Activity
Beginning with the line that contains "point(674, 781)", reproduce every line through the end of the records below exactly, and leave the pictures out.

--- Exercise data ---

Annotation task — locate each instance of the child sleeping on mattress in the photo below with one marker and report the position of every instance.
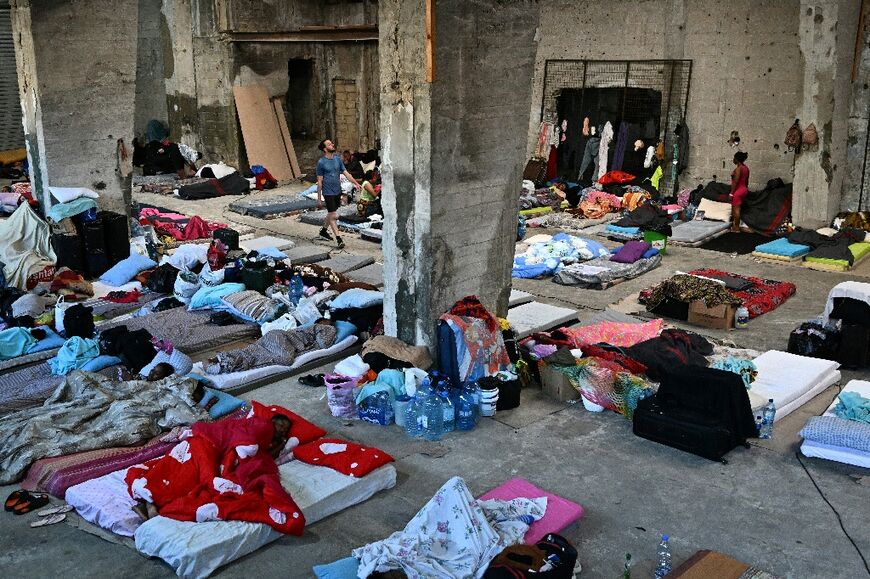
(220, 471)
(276, 348)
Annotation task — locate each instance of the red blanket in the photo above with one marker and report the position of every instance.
(222, 472)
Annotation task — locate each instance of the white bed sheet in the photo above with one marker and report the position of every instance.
(198, 549)
(840, 453)
(236, 379)
(791, 380)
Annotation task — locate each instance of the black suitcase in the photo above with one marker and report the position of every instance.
(854, 349)
(682, 429)
(116, 236)
(708, 421)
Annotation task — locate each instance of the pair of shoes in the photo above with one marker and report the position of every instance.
(313, 380)
(21, 502)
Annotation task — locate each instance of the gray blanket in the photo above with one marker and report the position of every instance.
(600, 272)
(276, 348)
(89, 411)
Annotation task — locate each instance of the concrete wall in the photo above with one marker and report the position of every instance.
(150, 84)
(85, 53)
(746, 69)
(453, 152)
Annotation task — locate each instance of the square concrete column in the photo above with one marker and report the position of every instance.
(827, 45)
(453, 153)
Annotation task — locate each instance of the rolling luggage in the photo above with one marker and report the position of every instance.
(707, 421)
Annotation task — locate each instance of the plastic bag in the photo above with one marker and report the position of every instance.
(340, 396)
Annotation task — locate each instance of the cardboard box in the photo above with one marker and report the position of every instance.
(719, 317)
(555, 384)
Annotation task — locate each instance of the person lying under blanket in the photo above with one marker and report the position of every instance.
(220, 471)
(276, 348)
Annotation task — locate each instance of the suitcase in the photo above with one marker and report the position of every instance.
(854, 351)
(708, 421)
(229, 237)
(682, 429)
(116, 236)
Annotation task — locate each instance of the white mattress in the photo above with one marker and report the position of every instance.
(791, 380)
(236, 379)
(840, 453)
(198, 549)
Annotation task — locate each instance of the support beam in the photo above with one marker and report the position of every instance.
(450, 200)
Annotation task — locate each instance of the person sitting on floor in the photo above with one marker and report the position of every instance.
(220, 471)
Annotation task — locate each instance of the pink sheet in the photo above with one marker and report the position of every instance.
(560, 512)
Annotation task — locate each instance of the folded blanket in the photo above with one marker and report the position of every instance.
(838, 432)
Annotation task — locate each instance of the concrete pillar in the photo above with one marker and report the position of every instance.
(83, 53)
(453, 153)
(857, 144)
(827, 36)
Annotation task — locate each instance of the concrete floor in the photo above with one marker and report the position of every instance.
(761, 508)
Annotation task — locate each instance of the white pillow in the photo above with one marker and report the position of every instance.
(715, 211)
(67, 194)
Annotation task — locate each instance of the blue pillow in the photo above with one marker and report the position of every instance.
(357, 298)
(225, 404)
(343, 330)
(51, 341)
(101, 362)
(210, 297)
(341, 569)
(126, 269)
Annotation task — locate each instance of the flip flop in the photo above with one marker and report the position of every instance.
(32, 502)
(49, 520)
(14, 498)
(55, 510)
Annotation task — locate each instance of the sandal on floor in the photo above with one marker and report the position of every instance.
(32, 502)
(14, 498)
(49, 520)
(55, 510)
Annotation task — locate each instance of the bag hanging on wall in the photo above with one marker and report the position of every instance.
(794, 137)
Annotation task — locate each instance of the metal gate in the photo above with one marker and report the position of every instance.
(670, 78)
(11, 129)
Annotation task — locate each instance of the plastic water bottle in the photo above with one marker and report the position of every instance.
(767, 417)
(297, 288)
(432, 417)
(449, 412)
(467, 409)
(663, 558)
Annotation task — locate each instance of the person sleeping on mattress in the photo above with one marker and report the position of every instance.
(276, 348)
(220, 471)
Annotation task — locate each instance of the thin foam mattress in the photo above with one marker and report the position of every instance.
(233, 380)
(198, 549)
(696, 231)
(840, 453)
(791, 380)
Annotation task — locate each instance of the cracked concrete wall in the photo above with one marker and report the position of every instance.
(853, 198)
(453, 153)
(826, 41)
(150, 84)
(85, 54)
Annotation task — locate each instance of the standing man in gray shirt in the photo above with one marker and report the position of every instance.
(329, 169)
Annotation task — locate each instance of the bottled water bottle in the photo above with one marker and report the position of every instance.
(432, 416)
(297, 289)
(467, 409)
(663, 558)
(767, 416)
(449, 412)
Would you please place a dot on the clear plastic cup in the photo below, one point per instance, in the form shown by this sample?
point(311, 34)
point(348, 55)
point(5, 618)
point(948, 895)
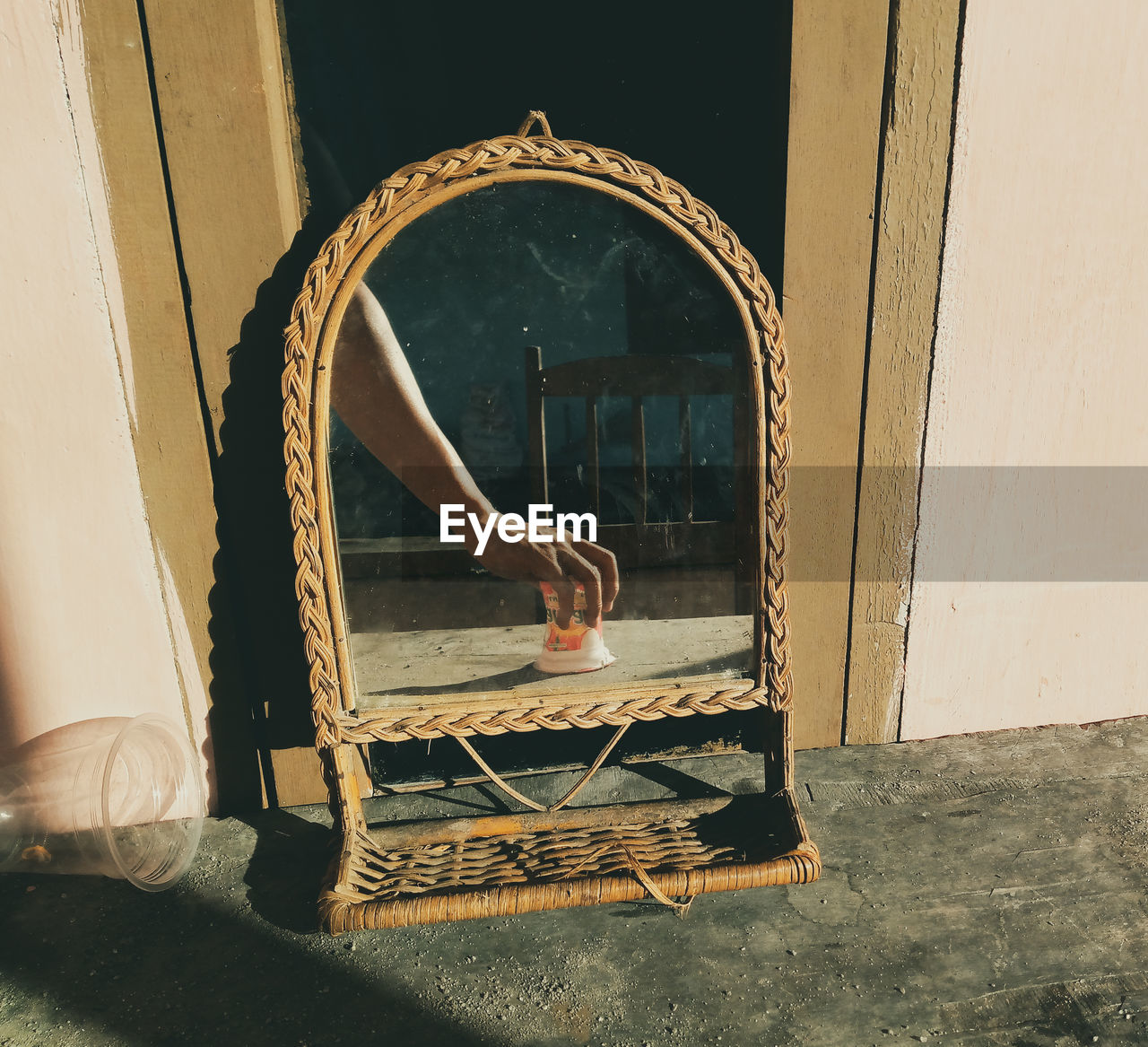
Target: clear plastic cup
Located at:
point(118, 797)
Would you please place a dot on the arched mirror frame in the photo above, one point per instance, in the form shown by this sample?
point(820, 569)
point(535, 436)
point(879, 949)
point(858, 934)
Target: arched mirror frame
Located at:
point(315, 321)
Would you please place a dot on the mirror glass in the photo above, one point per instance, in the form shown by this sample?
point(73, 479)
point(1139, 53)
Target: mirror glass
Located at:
point(647, 431)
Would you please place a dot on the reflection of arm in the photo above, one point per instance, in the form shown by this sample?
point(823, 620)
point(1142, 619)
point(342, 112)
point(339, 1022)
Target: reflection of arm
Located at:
point(374, 391)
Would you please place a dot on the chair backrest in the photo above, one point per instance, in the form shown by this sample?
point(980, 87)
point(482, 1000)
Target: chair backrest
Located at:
point(635, 377)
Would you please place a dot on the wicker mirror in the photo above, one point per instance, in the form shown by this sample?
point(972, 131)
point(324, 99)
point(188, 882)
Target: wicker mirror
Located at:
point(594, 342)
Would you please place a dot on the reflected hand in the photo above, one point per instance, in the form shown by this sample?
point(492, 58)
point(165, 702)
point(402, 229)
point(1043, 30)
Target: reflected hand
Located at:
point(561, 565)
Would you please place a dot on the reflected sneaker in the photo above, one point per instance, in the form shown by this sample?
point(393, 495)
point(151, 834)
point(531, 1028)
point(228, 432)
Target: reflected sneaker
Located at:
point(575, 649)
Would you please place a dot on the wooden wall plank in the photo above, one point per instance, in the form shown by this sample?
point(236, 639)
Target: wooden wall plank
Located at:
point(839, 71)
point(917, 147)
point(226, 131)
point(154, 347)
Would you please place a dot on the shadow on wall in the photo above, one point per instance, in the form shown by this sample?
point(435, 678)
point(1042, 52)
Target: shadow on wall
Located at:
point(257, 644)
point(183, 968)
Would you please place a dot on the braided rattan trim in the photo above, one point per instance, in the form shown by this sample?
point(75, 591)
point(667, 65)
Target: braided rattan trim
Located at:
point(380, 728)
point(328, 269)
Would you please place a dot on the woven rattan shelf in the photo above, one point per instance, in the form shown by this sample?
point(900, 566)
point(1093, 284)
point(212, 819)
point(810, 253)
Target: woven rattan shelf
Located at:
point(460, 869)
point(455, 869)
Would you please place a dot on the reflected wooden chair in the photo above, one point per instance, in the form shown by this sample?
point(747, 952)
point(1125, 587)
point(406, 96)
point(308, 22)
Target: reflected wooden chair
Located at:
point(693, 540)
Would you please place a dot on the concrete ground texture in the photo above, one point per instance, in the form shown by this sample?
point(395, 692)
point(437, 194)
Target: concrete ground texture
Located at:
point(978, 890)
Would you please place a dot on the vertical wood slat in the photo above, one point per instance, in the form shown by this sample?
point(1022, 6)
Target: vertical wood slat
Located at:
point(639, 457)
point(171, 444)
point(907, 262)
point(536, 425)
point(594, 476)
point(226, 127)
point(685, 444)
point(836, 84)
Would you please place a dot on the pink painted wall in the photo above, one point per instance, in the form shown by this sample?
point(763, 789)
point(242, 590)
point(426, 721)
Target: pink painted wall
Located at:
point(1039, 362)
point(83, 627)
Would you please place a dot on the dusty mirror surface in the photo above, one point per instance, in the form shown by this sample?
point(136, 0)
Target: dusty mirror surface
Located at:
point(647, 430)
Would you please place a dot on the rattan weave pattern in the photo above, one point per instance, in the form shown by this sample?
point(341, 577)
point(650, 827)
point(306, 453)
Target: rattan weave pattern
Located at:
point(589, 714)
point(534, 858)
point(310, 309)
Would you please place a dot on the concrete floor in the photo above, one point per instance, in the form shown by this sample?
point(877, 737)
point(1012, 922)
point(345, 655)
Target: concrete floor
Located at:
point(982, 890)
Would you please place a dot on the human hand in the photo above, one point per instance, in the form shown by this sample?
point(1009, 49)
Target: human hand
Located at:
point(561, 563)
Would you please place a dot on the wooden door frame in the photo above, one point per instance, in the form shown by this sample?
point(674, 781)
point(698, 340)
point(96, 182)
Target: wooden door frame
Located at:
point(872, 135)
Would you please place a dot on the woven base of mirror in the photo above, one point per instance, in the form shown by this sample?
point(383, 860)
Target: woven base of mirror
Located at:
point(504, 865)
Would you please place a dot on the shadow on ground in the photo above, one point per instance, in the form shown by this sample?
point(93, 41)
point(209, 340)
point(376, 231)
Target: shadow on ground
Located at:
point(192, 964)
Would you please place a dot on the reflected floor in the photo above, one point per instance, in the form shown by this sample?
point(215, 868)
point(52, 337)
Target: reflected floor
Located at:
point(393, 667)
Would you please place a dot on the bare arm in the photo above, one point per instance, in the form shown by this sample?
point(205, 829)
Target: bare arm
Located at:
point(374, 391)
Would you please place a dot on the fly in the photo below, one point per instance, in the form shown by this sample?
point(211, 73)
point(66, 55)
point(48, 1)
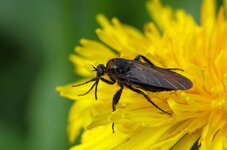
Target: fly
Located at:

---

Result of this task
point(674, 781)
point(698, 340)
point(96, 182)
Target: wooden door frame
Located at:
point(872, 135)
Would you please place a dot on the woven base of mirror in the photo above, one point per instance, in the form shown by this sample?
point(383, 860)
Target: woven base of mirror
Located at:
point(504, 865)
Would you please place a dot on the shadow on ground in the photo above, one point per instance, in the form shown by this sample?
point(93, 41)
point(209, 340)
point(376, 231)
Target: shadow on ground
Located at:
point(192, 964)
Would you please place a dot on the reflected floor in the photo above, one point per instance, in the form shown by this sample?
point(215, 868)
point(52, 337)
Target: reflected floor
Located at:
point(393, 667)
Would you please place a dot on the bare arm in the photo above, one point per instance, in the form shown by this sample?
point(205, 829)
Target: bare arm
Located at:
point(374, 391)
Would you please place a dot on the fly in the photo below, one point per instance, in the form shown by this sample?
point(211, 73)
point(66, 55)
point(48, 1)
Target: fly
Located at:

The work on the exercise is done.